(Set task): Copy the lines verbatim, beginning with the line that contains "Could you point to the shrine" and continuing through the end of the data, and only those lines.

(Data provided):
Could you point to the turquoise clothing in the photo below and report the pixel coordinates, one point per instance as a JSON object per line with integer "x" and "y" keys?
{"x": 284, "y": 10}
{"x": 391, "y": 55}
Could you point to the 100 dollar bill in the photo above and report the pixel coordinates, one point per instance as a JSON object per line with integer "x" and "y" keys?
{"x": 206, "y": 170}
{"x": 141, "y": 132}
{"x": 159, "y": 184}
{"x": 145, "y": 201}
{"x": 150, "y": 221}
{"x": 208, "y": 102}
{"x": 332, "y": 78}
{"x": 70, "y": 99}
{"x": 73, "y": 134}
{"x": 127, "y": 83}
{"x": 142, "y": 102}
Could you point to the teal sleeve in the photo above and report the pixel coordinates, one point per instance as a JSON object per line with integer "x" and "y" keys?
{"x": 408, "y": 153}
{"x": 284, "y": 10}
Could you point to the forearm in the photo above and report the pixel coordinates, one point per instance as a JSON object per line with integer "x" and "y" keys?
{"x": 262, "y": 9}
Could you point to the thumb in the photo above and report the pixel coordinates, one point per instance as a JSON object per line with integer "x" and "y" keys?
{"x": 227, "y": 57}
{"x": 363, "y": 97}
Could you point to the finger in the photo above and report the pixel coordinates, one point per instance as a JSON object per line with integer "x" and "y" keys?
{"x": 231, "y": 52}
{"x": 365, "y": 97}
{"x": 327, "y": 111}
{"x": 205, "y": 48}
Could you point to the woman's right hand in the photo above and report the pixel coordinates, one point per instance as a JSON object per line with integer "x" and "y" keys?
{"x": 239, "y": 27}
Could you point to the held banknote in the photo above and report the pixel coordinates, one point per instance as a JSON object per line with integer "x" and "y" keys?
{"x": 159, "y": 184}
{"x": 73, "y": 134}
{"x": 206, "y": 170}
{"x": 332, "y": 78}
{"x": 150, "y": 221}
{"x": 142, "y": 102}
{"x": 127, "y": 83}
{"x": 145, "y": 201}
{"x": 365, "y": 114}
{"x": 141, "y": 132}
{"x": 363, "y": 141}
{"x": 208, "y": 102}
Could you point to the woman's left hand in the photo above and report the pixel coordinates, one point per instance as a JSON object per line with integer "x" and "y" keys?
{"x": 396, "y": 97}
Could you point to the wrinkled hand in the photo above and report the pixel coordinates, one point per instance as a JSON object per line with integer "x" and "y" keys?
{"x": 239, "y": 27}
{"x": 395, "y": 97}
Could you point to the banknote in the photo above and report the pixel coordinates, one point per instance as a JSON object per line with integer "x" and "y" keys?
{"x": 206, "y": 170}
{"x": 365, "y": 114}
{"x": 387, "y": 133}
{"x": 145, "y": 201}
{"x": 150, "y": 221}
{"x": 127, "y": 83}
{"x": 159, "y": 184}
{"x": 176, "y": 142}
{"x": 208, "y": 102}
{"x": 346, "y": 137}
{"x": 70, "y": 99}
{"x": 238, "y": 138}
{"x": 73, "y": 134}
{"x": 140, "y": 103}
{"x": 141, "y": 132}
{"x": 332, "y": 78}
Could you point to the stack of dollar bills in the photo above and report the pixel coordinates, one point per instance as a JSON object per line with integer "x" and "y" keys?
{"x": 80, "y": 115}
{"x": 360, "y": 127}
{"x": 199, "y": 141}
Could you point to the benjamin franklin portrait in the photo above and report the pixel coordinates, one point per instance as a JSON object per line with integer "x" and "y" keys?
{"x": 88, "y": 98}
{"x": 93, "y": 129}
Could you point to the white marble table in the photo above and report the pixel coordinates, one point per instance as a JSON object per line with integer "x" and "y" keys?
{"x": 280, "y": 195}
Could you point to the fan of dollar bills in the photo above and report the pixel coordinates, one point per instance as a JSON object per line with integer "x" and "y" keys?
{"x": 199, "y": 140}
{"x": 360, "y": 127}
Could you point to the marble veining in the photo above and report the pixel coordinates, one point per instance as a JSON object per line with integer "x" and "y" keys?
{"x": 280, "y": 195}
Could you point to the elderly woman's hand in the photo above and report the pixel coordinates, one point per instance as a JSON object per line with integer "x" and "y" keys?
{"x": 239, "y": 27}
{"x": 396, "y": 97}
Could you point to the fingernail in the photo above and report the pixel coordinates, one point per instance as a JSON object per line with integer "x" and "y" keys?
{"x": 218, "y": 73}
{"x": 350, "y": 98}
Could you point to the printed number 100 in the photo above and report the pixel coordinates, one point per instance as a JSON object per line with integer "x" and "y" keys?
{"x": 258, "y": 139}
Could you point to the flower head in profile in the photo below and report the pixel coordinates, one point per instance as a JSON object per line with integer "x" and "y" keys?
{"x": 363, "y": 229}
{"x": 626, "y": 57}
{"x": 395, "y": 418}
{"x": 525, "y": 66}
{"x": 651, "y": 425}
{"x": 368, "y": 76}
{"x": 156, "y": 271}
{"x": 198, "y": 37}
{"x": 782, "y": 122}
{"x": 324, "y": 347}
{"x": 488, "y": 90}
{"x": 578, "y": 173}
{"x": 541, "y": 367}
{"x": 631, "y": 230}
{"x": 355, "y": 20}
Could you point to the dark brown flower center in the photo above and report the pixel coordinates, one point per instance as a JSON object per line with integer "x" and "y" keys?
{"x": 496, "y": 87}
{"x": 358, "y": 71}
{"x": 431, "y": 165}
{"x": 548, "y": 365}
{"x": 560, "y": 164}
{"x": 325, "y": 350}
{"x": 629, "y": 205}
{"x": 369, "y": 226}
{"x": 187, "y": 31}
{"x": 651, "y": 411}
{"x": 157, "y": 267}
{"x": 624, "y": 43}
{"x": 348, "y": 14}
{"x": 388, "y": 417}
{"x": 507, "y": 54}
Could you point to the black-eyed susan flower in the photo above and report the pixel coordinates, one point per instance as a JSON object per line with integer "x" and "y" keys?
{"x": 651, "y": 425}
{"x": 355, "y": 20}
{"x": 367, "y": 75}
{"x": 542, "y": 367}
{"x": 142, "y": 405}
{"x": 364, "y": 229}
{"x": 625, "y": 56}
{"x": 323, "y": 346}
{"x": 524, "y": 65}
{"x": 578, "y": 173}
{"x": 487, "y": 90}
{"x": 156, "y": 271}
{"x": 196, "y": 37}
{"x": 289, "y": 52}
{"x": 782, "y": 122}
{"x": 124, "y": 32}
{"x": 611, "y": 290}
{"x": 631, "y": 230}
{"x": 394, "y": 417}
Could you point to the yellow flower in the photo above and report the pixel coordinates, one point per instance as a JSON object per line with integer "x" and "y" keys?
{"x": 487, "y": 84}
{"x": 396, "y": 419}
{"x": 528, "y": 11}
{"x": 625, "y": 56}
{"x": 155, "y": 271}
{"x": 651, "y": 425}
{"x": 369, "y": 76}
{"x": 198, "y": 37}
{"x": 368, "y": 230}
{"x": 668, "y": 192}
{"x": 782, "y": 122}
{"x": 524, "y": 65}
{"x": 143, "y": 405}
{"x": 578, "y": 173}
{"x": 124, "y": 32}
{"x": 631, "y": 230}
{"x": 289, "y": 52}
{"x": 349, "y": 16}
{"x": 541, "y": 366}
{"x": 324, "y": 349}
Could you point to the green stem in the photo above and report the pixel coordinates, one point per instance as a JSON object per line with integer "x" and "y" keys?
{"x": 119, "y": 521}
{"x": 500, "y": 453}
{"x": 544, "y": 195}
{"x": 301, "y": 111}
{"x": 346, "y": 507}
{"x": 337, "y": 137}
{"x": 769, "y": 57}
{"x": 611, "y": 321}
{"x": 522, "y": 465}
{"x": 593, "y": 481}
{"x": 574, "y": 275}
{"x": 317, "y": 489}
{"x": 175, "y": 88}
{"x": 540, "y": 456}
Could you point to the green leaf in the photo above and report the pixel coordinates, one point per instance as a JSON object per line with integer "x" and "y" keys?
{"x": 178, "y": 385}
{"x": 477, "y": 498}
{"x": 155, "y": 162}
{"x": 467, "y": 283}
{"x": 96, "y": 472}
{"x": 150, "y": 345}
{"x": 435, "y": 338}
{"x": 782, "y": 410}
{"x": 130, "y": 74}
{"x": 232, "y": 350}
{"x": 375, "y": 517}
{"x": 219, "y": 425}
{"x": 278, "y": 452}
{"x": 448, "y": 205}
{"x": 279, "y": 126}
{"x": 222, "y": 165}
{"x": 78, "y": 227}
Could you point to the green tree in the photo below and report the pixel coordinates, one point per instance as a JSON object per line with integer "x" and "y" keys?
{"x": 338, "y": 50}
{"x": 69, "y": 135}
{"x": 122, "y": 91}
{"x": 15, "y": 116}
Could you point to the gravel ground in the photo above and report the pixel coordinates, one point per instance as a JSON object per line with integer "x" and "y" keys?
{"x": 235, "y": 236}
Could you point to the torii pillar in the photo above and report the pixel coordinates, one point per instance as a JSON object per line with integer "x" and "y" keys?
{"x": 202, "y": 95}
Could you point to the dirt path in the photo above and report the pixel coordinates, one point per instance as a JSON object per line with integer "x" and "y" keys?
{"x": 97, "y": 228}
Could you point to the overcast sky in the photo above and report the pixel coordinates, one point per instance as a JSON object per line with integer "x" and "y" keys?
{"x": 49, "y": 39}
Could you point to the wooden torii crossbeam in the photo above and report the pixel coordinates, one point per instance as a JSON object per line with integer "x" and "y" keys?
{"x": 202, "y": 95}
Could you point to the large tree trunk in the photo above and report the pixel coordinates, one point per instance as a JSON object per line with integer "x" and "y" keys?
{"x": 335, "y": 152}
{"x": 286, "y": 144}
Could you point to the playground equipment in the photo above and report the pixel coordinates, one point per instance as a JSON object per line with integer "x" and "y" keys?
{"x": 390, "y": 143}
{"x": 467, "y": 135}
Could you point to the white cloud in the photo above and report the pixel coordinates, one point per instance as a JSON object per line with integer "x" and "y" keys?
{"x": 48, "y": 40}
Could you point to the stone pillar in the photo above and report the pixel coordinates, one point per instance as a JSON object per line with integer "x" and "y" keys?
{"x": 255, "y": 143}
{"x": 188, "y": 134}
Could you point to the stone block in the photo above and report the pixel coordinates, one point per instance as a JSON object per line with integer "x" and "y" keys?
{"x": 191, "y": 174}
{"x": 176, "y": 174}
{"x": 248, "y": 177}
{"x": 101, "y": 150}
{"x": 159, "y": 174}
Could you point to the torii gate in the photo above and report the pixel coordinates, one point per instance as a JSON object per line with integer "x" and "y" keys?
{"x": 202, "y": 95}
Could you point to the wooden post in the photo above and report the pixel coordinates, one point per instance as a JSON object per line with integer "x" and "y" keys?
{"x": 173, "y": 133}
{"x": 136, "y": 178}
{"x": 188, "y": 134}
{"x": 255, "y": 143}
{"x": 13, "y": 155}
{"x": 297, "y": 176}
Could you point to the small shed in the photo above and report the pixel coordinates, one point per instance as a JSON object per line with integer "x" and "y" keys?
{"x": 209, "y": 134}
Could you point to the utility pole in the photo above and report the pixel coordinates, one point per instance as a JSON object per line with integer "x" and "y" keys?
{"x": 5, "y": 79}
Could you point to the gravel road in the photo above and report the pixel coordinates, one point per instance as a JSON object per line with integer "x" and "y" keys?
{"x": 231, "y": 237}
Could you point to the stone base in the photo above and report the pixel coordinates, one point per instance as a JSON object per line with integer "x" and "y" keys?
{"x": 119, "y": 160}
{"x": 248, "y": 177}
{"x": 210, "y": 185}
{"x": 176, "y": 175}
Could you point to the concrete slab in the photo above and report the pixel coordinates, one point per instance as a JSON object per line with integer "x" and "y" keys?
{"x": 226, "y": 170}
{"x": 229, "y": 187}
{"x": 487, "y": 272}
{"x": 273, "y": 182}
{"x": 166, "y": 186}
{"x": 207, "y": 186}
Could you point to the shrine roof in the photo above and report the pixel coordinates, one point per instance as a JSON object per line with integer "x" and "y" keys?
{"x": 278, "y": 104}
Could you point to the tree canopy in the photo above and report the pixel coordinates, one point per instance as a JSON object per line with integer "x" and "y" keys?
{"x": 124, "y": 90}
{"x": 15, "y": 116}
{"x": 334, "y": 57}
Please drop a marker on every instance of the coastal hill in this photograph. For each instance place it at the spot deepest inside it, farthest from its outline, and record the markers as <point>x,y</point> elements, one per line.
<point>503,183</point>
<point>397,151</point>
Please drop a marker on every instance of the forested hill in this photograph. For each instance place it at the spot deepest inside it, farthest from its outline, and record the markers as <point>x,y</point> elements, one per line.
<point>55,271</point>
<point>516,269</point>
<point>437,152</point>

(Solution for this exercise):
Could you point to the shrine roof in the photo above and report the pixel coordinates, one point per instance as a JSON object per line with integer "x" and "y" keys?
{"x": 278, "y": 104}
Could you point to the tree canopy in the photo above and report the pixel coordinates, one point per instance as a JSON object per line with integer "x" and "y" keys?
{"x": 124, "y": 90}
{"x": 15, "y": 116}
{"x": 334, "y": 57}
Please drop a marker on every instance of the coastal hill in this photograph. For each instance place it at the spot deepest inside it, farthest from its outline, and record the markers as <point>x,y</point> elements, one per line.
<point>503,183</point>
<point>397,151</point>
Please drop a marker on every instance of the forested hill in this photograph. For each instance place it at the spot deepest inside it, farthest from its outline, and record the markers as <point>x,y</point> elements, one per line.
<point>55,271</point>
<point>516,269</point>
<point>437,152</point>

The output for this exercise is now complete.